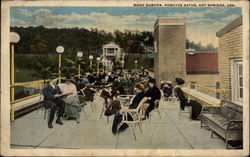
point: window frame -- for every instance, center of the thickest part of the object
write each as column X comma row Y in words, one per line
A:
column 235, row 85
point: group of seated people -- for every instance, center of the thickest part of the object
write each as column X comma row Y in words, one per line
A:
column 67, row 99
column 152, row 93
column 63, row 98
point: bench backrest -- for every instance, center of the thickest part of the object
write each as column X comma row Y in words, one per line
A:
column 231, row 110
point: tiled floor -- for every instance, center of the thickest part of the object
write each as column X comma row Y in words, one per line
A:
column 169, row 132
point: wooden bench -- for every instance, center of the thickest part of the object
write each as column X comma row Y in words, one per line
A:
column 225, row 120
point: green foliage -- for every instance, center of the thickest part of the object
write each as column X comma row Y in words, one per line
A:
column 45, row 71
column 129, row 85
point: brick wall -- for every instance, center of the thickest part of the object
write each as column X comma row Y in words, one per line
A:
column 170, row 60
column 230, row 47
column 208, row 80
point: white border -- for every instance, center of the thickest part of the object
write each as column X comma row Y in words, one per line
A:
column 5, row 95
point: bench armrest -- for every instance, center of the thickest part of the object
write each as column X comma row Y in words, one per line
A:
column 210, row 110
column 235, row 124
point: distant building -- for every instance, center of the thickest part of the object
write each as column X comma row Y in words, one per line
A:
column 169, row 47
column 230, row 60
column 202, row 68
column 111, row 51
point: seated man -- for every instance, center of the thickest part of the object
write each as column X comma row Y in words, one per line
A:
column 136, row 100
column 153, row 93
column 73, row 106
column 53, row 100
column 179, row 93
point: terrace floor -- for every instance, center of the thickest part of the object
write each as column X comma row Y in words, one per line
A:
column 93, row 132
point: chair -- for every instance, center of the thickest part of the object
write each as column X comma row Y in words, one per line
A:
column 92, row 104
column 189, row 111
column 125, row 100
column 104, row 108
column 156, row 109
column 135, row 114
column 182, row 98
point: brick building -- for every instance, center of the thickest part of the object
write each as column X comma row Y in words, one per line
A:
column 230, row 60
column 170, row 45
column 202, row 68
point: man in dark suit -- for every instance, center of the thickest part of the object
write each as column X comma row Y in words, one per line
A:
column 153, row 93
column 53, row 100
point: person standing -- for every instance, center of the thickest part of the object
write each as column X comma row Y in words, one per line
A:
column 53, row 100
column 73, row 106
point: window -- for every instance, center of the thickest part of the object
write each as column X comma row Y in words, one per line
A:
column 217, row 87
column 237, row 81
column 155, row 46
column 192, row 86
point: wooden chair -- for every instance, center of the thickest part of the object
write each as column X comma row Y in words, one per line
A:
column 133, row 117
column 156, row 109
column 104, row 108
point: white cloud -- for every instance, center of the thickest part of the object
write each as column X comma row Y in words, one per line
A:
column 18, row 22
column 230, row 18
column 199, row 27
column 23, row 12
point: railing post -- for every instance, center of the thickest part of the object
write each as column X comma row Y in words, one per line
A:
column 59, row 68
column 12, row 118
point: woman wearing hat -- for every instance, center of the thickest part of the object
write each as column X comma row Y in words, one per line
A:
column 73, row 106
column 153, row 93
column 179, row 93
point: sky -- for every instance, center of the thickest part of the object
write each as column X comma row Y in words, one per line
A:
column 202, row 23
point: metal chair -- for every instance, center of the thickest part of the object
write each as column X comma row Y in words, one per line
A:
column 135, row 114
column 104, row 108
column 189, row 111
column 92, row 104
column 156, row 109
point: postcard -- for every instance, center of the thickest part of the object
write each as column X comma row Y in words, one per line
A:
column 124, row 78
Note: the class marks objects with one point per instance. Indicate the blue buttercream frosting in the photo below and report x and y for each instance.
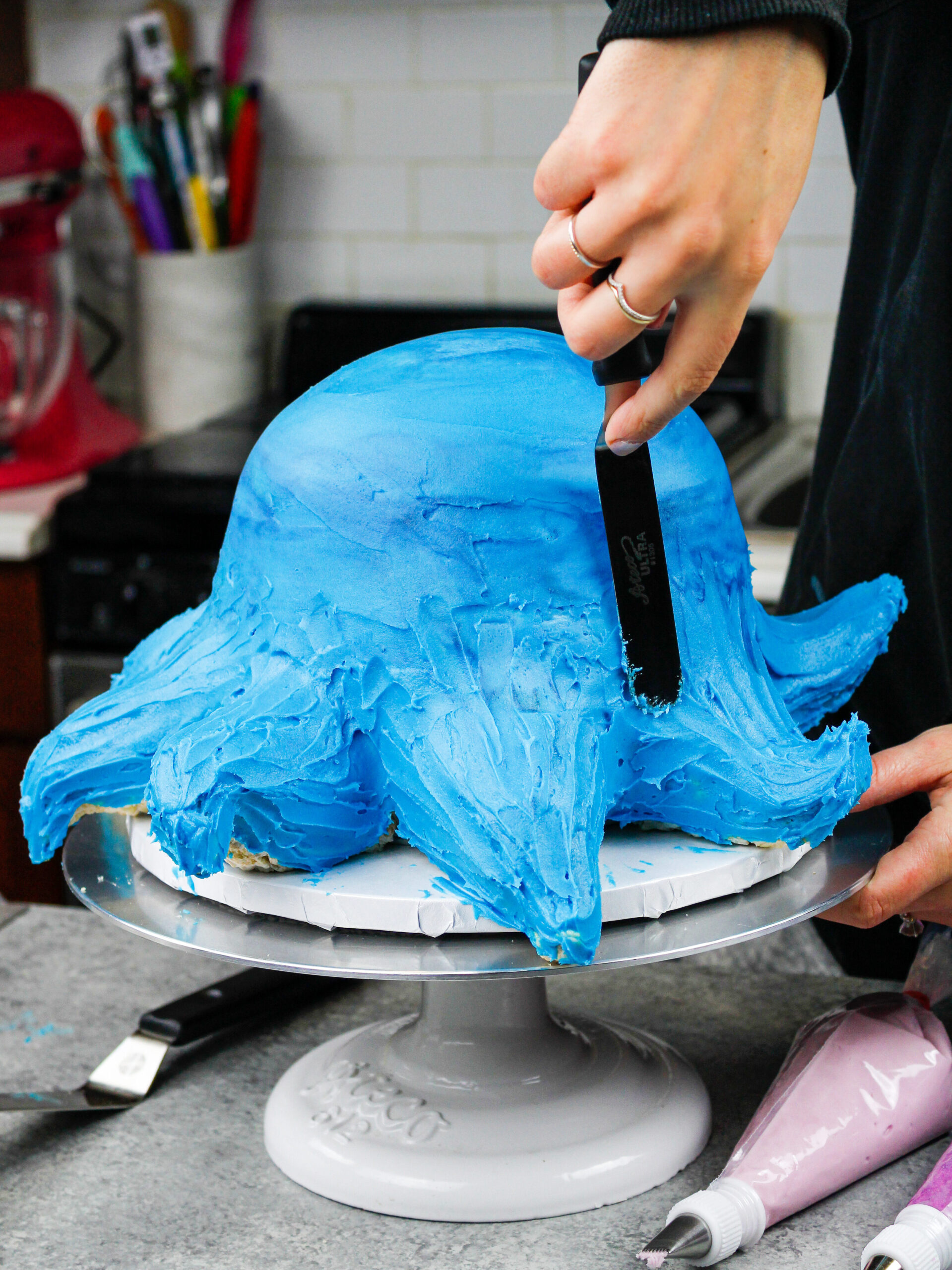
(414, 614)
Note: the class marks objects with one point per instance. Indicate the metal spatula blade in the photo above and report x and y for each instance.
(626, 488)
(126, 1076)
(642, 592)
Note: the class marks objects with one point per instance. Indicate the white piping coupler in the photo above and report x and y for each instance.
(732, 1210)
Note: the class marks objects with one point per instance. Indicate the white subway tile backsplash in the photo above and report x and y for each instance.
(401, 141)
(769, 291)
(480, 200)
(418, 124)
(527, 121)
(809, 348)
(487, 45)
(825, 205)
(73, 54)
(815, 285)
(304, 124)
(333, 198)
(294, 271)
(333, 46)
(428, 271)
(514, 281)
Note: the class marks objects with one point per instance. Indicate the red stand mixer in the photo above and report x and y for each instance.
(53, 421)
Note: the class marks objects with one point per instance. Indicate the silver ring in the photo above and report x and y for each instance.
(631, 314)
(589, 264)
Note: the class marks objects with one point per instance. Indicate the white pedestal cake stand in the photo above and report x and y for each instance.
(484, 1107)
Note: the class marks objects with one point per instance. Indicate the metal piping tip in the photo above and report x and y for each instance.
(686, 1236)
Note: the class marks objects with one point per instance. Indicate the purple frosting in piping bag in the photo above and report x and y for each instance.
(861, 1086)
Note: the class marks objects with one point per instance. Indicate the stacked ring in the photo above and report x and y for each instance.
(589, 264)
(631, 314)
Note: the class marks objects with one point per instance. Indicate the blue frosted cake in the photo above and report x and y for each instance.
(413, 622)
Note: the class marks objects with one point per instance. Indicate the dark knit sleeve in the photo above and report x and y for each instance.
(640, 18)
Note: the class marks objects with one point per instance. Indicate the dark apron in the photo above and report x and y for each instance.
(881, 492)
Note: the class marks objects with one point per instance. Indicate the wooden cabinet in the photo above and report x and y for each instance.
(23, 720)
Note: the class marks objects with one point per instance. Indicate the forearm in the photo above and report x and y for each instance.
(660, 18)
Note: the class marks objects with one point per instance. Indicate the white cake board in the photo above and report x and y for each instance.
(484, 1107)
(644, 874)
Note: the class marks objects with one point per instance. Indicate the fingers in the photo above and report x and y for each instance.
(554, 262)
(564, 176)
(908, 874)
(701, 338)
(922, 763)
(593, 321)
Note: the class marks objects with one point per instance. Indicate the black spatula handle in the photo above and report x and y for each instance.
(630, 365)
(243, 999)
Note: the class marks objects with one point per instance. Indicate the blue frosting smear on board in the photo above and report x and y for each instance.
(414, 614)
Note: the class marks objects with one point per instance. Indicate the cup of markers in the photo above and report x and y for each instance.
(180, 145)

★ ★ ★

What is needed is a word-for-word copy of the data, minus its pictures.

Expected answer:
point: window frame -- for every instance, center of the thickest part of the object
write each as column X comma row Y in words, one per line
A:
column 235, row 85
point: group of seated people -- for every instance, center of the thickest part of the object
write each as column X comma row Y in words, one per line
A:
column 67, row 99
column 152, row 93
column 63, row 98
point: bench backrest -- for every instance, center of the thickest part of the object
write each as column X comma row Y in words, one per line
A:
column 231, row 110
point: tiled floor -- for every instance, center of the thickest part of the object
write each as column X comma row Y in words, one per line
A:
column 169, row 132
point: wooden bench -- for every instance, center of the thickest part of the object
write each as column X comma row Y in words, one per line
A:
column 225, row 120
point: green foliage -- for every instance, center of the thickest part of the object
write each as column X comma row Y in words, one per line
A:
column 45, row 71
column 129, row 85
point: brick wall -- for every instance, center of the thickest part of the object
write each as column X comma row Y in words, one per line
A:
column 170, row 60
column 230, row 47
column 208, row 80
point: white border -- for every instance, center of the thickest part of the object
write each as column X comma row Y in words, one per line
A:
column 5, row 95
point: bench armrest -- for every instance, center of the thickest part of the object
write each as column X comma row Y in words, one per line
A:
column 210, row 110
column 235, row 124
point: distant building -- for every instance, center of the thickest part of the object
write each as column X comma row Y in words, one per line
A:
column 169, row 47
column 230, row 60
column 202, row 68
column 111, row 51
point: seated man -- for every instance, center of the thickest part of the object
write each as column X comma row Y in words, one per line
A:
column 136, row 100
column 153, row 93
column 73, row 106
column 53, row 100
column 179, row 93
point: terrace floor -- for every instance, center of the thickest part of the object
write each as column X comma row Y in words, one per line
A:
column 93, row 132
point: chair -- for every instance, center of the thickest part of the object
write each as column X comma row Y in words, one per line
A:
column 92, row 104
column 189, row 111
column 125, row 100
column 104, row 108
column 156, row 109
column 135, row 114
column 182, row 98
point: brick building -- for every instance, center of the thickest part of the object
write each as column X comma row Y in words, one per line
A:
column 230, row 60
column 170, row 45
column 202, row 68
point: man in dark suit -- for every instance, center of the thickest part of the object
write each as column X comma row Y in words, one per line
A:
column 153, row 93
column 53, row 100
point: person standing -- for every instance, center of the thickest part of the object
write each as column X comma row Y in words, one per line
A:
column 53, row 100
column 73, row 106
point: window -- for every instance, center of the thickest part of the object
write each as column X comma row Y in words, one per line
A:
column 217, row 87
column 237, row 81
column 155, row 46
column 192, row 86
point: wooden chair -- for every instance, center of the thickest part of the object
write each as column X comma row Y in words, one per line
A:
column 133, row 117
column 156, row 109
column 104, row 108
point: white cloud -- for every instance, center of the thickest part of the object
write each as column X comma row Y in words, one per line
A:
column 18, row 22
column 230, row 18
column 199, row 27
column 23, row 12
point: railing post -- for every instance, center of the thickest part of the object
write each as column X comma row Y in words, one per line
A:
column 59, row 68
column 12, row 118
point: woman wearing hat -- for every instance, center of the thickest part of the object
write each as column X comma row Y in words, one per line
A:
column 73, row 106
column 153, row 93
column 179, row 93
point: sky -- for every instance, center of the thickest part of the object
write each as column X comma row Y in words, one per line
A:
column 202, row 23
point: metal chair -- for every instance, center of the thickest part of the object
write each as column X comma row Y in words, one per line
A:
column 135, row 114
column 104, row 108
column 189, row 111
column 92, row 104
column 156, row 109
point: postcard -- for every instance, center of the thickest part of the object
write each as column X comma row Y in words, one per line
A:
column 124, row 78
Note: the class marks objects with one point per instance. Indicate the blue buttercream frosting in the photo below and report x and y for each instance.
(414, 614)
Note: the class marks objects with one point per instance. Indicate the metal spatula blade in the photo above and report x and y for each instance.
(626, 488)
(126, 1076)
(642, 592)
Note: the class marks objects with one point per instance. Indicate the white piping coupler in the photo above and report x and y for each instance.
(732, 1210)
Note: the class marks objects with one point per instance. Indicate the white subway tile backsplash in the photo above and report x and y for each instance.
(401, 141)
(769, 291)
(480, 200)
(418, 124)
(527, 121)
(809, 348)
(487, 45)
(825, 205)
(73, 54)
(815, 285)
(304, 124)
(333, 198)
(294, 271)
(333, 46)
(428, 271)
(514, 281)
Note: the class marks objects with one point per instance. Indicate the red stand mixer in the photo above and report x and y for each instance.
(53, 421)
Note: the class marks objects with one point per instance. Indicate the silver ring in the photo above and report x and y for each instance.
(631, 314)
(589, 264)
Note: the class marks objects with one point per instance. Indicate the white pedestal cake stand in the photo above and report x and y for each instance.
(484, 1107)
Note: the class marks objects with one point per instance. Indicate the metal piping tip in the photo above and report x and y for each instance.
(686, 1236)
Note: the class marks objects with one point per instance. Indicate the purple frosting in piping bag in the photo above and report x and y for each instance.
(861, 1086)
Note: the class marks objects with one point per instance. Indicate the stacked ring in the photo above and report x and y for each instance.
(589, 264)
(631, 314)
Note: the class marks objects with one point per instance. Indicate the blue frosted cake in the photo above and report x and y for each instance.
(413, 622)
Note: the class marks objects with one point per instance. Indicate the dark knit sleeve in the photo above and report x and y for each instance.
(640, 18)
Note: the class marks objects with one point per instance. Indicate the dark apron in the photo above and report x and y for each instance.
(881, 492)
Note: the class marks objects with one point per instance. Indicate the wooden cabinet in the photo above and report x and y for each instance.
(23, 720)
Note: the class marks objects with one point per instance. Indicate the forearm in the photo above and report x and y for each instance.
(660, 18)
Note: the class marks objects with one point per instance. Indicate the white cake board in the photo above and report x and y for each instance.
(484, 1107)
(644, 874)
Note: the class marks objects with one point per instance. Indicate the fingers in the photo above and report x and y for each instance.
(554, 262)
(564, 176)
(908, 874)
(701, 338)
(922, 763)
(593, 321)
Note: the class marks objects with one point per instance. Indicate the black spatula handle in the photo above and report x and y for each instance.
(630, 365)
(243, 999)
Note: the class marks objects with one point per instance. Indicate the blue frosting smear on board in the photo above and report x and y for each instance.
(414, 614)
Note: the class marks objects with one point per instance. Indicate the cup of markers in the photo above and report x and y for each instance.
(180, 145)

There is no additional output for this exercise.